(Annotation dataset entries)

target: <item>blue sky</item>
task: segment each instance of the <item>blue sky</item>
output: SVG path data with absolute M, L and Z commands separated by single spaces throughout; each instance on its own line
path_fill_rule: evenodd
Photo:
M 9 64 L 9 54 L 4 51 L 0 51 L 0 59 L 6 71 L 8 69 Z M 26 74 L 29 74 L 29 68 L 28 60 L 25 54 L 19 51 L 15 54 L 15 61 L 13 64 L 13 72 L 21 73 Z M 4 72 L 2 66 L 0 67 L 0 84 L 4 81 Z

## What is expected
Output every line of the data above as a JSON list of strings, with one string per line and blank lines omitted.

## Correct result
[
  "target: <item>blue sky</item>",
  "task: segment each instance of the <item>blue sky</item>",
  "output: SVG path data with absolute M, L and Z commands separated by single spaces throughout; each instance on its own line",
  "path_fill_rule: evenodd",
  "Photo:",
  "M 9 64 L 9 54 L 4 51 L 0 51 L 0 59 L 6 71 L 8 69 Z M 26 74 L 29 74 L 29 68 L 28 60 L 25 54 L 19 51 L 15 54 L 15 61 L 13 64 L 13 72 L 21 73 Z M 4 72 L 2 66 L 0 67 L 0 84 L 4 81 Z"
]